(Saved data entries)

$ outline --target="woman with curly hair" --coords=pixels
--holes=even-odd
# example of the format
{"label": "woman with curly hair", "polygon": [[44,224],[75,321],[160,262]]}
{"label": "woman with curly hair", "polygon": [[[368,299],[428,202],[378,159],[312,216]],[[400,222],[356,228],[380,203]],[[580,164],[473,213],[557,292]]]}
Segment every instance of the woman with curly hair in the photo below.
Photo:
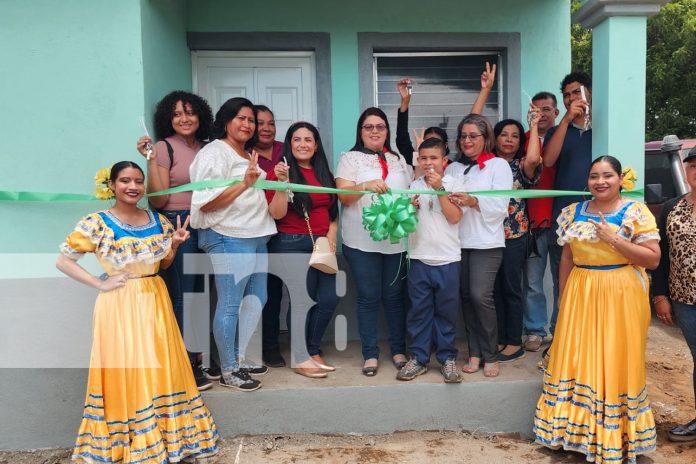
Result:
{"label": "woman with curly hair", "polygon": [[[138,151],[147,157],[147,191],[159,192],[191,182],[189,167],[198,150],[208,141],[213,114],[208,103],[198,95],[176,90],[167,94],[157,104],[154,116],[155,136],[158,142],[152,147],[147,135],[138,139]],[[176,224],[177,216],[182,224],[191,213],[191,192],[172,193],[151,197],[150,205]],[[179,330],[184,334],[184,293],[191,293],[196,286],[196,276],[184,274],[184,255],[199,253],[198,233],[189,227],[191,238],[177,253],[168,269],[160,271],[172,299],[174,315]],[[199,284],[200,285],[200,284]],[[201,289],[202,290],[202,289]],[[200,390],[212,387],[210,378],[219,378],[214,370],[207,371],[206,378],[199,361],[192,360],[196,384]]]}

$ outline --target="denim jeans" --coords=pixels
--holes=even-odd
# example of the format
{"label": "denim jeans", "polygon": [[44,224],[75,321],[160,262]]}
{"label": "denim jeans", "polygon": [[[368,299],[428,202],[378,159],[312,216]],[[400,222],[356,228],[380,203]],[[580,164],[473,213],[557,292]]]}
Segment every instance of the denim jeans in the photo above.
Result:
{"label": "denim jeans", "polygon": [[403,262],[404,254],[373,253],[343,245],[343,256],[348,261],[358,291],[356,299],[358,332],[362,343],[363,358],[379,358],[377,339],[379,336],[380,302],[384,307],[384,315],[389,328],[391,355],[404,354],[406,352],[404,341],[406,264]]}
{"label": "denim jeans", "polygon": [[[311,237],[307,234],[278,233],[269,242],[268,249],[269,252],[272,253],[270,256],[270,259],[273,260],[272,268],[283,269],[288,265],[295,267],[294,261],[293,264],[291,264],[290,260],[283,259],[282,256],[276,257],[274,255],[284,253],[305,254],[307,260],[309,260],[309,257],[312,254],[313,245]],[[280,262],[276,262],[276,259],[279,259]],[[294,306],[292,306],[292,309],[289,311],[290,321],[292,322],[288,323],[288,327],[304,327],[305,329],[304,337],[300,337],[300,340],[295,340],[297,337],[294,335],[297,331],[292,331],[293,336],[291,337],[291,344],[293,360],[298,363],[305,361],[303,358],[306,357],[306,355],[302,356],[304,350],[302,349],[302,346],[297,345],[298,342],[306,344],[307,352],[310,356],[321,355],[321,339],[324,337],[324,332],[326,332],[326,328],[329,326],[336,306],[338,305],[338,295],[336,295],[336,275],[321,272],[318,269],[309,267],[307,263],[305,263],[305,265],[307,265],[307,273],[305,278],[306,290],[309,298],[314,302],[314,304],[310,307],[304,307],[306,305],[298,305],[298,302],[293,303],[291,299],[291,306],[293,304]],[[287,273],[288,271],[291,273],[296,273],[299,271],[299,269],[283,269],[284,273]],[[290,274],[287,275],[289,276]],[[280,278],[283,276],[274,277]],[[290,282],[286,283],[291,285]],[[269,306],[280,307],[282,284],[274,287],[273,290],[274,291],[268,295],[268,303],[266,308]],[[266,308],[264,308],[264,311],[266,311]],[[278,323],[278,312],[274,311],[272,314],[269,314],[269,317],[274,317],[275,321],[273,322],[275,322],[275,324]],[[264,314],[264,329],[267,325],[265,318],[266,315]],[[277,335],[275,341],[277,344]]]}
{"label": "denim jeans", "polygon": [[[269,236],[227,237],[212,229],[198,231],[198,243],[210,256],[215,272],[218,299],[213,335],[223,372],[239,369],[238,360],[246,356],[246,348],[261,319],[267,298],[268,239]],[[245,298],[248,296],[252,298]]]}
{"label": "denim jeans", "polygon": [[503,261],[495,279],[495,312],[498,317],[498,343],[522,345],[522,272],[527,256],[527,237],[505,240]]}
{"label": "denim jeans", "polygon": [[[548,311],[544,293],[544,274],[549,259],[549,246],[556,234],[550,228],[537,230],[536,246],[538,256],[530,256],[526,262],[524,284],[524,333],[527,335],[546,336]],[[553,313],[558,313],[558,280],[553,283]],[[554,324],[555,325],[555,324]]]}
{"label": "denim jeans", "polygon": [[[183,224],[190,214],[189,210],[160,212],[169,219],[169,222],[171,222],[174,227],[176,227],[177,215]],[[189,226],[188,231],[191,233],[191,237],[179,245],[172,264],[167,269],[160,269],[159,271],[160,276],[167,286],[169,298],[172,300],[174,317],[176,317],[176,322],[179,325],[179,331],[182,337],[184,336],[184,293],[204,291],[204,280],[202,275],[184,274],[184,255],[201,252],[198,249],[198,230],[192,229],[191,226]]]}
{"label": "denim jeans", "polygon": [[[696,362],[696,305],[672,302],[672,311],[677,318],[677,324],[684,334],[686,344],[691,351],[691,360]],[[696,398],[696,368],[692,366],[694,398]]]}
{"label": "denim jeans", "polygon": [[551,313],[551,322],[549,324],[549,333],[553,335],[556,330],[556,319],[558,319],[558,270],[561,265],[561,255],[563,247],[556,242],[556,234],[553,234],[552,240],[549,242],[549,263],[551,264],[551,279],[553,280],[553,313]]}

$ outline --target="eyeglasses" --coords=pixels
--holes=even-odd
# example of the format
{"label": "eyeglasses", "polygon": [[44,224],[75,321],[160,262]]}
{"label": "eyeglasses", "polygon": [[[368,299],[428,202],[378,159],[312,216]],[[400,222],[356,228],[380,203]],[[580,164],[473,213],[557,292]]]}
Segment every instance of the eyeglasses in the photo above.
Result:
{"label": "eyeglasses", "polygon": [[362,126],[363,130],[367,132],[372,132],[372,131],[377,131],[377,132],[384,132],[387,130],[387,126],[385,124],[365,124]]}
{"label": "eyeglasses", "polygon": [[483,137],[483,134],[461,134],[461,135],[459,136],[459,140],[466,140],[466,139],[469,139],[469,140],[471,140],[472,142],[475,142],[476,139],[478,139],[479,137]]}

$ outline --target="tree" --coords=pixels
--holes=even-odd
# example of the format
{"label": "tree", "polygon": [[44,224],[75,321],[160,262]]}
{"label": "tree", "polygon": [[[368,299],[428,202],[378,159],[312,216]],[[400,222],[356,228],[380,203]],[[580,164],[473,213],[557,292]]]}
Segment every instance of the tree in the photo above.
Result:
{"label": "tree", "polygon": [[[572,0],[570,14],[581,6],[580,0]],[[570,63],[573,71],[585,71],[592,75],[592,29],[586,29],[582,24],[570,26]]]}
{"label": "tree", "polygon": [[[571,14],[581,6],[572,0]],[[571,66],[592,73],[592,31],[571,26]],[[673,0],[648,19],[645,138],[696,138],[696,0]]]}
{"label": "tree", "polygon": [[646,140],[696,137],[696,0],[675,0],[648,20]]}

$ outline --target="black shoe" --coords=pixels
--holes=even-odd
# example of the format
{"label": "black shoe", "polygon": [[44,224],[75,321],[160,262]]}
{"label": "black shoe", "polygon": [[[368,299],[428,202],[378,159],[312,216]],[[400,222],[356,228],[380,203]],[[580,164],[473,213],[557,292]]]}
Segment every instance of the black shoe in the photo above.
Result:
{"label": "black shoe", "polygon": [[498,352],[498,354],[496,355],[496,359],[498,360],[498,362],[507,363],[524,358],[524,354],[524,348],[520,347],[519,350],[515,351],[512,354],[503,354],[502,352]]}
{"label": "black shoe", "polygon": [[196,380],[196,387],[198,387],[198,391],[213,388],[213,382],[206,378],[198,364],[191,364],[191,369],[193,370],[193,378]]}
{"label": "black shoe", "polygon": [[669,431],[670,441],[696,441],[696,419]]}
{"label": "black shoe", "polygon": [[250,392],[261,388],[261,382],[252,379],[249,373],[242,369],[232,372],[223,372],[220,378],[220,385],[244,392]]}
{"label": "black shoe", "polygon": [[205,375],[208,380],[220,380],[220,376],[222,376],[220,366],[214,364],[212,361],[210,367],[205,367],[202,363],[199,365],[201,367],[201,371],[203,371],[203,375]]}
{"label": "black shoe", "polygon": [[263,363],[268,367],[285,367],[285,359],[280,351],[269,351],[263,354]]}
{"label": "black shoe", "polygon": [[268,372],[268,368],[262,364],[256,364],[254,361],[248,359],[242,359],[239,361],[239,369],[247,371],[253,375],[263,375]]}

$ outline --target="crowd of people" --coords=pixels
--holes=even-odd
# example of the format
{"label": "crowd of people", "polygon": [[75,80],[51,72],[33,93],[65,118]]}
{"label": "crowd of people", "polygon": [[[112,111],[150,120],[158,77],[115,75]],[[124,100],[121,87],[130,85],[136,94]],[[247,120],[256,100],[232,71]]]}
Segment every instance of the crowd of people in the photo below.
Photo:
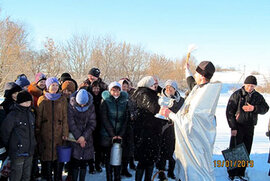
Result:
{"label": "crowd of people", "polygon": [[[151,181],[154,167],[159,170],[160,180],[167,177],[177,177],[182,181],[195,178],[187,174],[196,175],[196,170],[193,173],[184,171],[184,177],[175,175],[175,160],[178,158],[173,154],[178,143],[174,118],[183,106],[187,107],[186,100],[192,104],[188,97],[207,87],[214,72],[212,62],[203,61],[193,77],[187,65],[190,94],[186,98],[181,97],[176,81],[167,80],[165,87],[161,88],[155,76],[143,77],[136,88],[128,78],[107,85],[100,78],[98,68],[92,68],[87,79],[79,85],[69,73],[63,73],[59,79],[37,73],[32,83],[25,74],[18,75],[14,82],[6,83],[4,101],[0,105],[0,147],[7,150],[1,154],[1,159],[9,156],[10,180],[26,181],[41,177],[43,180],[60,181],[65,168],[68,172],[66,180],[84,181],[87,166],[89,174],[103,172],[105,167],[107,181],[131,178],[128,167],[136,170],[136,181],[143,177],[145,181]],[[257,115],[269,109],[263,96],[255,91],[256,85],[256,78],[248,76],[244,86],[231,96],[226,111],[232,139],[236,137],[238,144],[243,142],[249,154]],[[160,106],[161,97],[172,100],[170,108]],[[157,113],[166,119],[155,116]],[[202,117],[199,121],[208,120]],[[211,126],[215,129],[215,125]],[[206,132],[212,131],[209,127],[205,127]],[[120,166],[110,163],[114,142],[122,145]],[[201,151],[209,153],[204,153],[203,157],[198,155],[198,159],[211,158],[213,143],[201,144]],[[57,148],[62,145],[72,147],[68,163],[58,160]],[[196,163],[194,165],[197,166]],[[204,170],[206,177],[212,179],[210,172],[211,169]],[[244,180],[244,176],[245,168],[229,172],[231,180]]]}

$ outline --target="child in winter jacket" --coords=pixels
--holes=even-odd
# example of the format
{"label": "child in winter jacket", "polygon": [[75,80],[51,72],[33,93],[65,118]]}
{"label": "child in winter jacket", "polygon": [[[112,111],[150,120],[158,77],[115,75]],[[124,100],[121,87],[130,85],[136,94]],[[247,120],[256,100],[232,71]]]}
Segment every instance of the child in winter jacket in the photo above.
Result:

> [What to produce]:
The answer must consist of every line from the data that contains the word "instance".

> [Exercise solution]:
Segment every instance of the woman with curly hair in the photo below.
Segment every instance of the denim jeans in the photo above.
Segment every instance of the eyeglasses in the photo above.
Segment every instance of the tree in the photo above.
Segment every instance of the black shoe in the photo above.
Segment every instance of the crowd of people in the photo below.
Segment every instance of the child in winter jacket in the photo above.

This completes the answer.